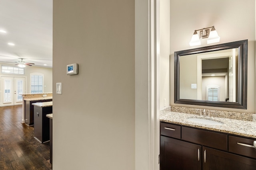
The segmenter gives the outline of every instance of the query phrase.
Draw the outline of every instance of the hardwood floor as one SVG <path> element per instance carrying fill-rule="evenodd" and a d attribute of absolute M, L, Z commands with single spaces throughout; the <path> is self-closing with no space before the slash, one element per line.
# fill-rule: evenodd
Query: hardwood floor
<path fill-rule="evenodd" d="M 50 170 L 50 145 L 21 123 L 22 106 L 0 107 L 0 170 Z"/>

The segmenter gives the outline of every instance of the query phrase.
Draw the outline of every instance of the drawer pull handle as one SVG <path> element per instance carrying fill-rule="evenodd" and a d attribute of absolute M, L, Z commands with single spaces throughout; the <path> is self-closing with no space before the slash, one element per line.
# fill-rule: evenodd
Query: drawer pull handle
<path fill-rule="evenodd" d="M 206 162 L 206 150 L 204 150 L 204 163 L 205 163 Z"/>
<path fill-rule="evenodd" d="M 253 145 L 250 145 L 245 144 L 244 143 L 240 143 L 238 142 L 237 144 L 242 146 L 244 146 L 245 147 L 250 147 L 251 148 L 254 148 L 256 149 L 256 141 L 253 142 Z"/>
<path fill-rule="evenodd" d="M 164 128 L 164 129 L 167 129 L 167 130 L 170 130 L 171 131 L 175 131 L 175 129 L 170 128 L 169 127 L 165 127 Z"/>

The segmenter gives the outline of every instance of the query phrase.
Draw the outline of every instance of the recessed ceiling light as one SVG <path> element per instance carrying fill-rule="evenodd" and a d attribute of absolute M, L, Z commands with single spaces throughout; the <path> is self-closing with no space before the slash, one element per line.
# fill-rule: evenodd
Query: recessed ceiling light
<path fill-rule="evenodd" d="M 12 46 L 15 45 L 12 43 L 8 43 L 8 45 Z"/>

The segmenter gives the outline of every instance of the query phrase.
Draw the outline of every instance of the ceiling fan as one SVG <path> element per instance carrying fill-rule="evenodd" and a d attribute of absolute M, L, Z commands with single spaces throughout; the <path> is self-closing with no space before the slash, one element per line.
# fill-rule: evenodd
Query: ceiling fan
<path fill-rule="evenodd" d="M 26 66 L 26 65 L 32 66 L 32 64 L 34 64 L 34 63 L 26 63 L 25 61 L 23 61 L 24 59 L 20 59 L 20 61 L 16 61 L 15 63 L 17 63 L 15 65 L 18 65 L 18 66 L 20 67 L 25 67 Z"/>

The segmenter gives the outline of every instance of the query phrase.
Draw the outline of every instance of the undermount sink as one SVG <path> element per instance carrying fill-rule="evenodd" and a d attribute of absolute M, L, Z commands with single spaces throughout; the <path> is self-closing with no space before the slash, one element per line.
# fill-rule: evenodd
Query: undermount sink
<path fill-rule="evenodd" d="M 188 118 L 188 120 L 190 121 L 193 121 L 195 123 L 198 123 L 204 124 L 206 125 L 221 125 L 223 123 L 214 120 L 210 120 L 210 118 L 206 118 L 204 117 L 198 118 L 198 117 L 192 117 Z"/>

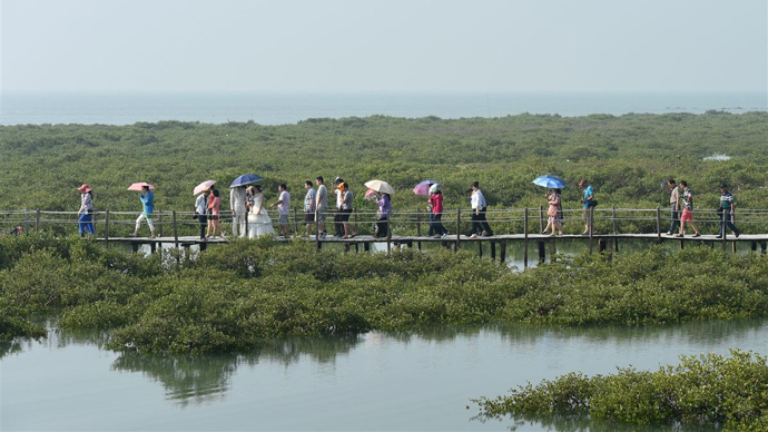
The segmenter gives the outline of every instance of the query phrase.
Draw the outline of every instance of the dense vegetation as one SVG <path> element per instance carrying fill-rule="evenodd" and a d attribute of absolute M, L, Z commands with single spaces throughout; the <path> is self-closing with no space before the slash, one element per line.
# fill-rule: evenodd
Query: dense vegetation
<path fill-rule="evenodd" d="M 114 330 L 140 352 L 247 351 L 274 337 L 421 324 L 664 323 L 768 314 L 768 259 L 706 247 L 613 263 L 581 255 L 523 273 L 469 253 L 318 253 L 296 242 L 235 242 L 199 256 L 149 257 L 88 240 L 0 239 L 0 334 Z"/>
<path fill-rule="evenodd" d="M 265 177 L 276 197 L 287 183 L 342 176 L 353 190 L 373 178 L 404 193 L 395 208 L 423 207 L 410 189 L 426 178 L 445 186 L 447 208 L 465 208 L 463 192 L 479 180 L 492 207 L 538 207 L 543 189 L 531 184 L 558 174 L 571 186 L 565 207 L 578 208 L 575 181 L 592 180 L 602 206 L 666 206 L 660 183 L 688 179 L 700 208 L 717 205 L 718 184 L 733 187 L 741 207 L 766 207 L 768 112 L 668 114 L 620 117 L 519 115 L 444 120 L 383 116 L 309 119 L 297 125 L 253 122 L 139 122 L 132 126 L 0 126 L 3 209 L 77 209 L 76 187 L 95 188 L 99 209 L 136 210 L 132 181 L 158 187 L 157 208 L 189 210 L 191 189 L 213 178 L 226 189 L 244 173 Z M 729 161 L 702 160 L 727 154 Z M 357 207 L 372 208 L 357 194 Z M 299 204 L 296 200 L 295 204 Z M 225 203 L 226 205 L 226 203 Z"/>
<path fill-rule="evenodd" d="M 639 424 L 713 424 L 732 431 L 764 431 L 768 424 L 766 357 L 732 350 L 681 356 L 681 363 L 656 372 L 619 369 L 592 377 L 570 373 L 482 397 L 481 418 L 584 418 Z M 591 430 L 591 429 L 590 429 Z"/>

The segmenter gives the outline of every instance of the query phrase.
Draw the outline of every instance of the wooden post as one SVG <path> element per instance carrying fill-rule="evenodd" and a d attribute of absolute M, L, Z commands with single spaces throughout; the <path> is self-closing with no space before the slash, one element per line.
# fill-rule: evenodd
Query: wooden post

::::

> **WHAT NEEDS TO BE DONE**: Extract, character for character, every line from the start of the items up to and including the line that contains "50 170 L 50", leaving the pictures out.

> **EXERCISE RESPONSE**:
The segmenter gives the outline of every instance of the query phrase.
Draw the outline of every instance of the hardwood floor as one SVG <path> element per instance carrying fill-rule="evenodd" and a d attribute of absolute M, L, Z commands with single spaces throughout; the <path> is self-closing with no space before the slash, one element per line.
# fill-rule: evenodd
Query: hardwood floor
<path fill-rule="evenodd" d="M 50 170 L 50 145 L 21 123 L 22 106 L 0 107 L 0 170 Z"/>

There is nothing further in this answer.